━━━━━ DATA SHOWN

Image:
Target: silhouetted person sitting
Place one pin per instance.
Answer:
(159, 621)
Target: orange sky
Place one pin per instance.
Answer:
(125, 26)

━━━━━━━━━━

REQUIRED ACTION:
The line with "Target: orange sky" and all the lines after it in the records above are to be output exactly, with nothing added.

YOUR RESPONSE:
Target: orange sky
Place one pin per instance.
Answer:
(125, 26)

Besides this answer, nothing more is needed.